⟨

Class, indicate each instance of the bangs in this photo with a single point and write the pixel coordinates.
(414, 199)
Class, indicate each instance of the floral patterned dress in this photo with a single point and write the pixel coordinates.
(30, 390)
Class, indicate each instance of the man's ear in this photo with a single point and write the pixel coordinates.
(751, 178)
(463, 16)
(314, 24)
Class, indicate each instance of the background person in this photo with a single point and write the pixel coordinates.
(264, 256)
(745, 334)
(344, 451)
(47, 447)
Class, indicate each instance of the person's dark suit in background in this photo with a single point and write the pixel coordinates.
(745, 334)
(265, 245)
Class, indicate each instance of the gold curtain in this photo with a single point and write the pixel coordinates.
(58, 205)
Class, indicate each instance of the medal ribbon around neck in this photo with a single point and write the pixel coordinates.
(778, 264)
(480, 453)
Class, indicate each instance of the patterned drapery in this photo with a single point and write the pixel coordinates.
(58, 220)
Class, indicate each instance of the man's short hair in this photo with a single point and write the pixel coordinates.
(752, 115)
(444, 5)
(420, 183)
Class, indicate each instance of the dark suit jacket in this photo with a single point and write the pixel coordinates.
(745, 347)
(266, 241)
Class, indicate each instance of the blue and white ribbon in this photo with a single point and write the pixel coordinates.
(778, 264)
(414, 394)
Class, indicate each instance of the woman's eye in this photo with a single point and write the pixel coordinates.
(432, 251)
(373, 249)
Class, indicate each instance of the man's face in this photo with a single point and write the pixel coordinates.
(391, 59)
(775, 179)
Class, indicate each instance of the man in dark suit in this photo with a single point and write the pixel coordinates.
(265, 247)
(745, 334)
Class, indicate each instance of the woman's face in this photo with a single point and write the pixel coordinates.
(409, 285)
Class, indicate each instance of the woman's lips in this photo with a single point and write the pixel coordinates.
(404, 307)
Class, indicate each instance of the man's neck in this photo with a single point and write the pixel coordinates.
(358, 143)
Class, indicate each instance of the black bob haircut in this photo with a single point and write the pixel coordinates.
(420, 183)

⟩

_TASK INSTRUCTIONS_: Retype all the data exactly, line for line.

_WRITTEN ANSWER_:
Class, indicate each instance of the bangs in this photo with a single point and write the pixel coordinates.
(414, 199)
Class, indicate each instance of the floral patterned dress in this photo with a single point and write the pixel coordinates.
(30, 390)
Class, indicate each instance of the man's ear in this photo with a single point and write the pixel coordinates.
(751, 178)
(463, 16)
(314, 24)
Class, indicate each instance of the background person in this photo with a single point and write the pixel coordinates.
(264, 256)
(745, 334)
(344, 451)
(47, 447)
Class, indicate each instance of the person's dark suit in background in this photo with a single point and write the pixel coordinates.
(745, 334)
(265, 245)
Class, indicate each instance of the gold curtain in this photo with a single point and write the pixel coordinates.
(58, 205)
Class, indicate each instance of the medal ribbon around neck in this photo with a single point and write the pixel coordinates.
(778, 264)
(480, 453)
Class, indicate each instance of the patterned drapery in this photo with a single point and write the pixel coordinates.
(58, 220)
Class, indicate each instance of the man's short hair in this photo with a single point and write the pixel coordinates.
(752, 115)
(444, 5)
(420, 183)
Class, indicate each instance of the dark suit jacket in this photo with a single point and write the pixel coordinates.
(745, 347)
(266, 241)
Class, indicate each instance of the blue and white ribbon in this photo with a single point and write the pixel coordinates.
(778, 264)
(414, 394)
Class, indicate each instance of the woman's eye in this photo with a single point and write the pixel coordinates.
(432, 251)
(373, 249)
Class, indicate each instance of the man's face in this photo with a single point and write the pixel coordinates.
(391, 59)
(775, 179)
Class, indicate each instance of the man in dark suit in this photo with a single point and write the pixel coordinates.
(265, 247)
(745, 334)
Class, indicate each instance of the woman's face in this photo with a single point and write the pixel coordinates.
(409, 285)
Class, indicate each instance of the woman's lips in this photo with a single point and write the pixel coordinates.
(404, 307)
Class, indicate each instance of the man's neck in this photo with a single point and write the pixel coordinates.
(358, 143)
Class, indicate each instance of the black bob haircut in this photo with a single point and write the pixel coordinates.
(420, 183)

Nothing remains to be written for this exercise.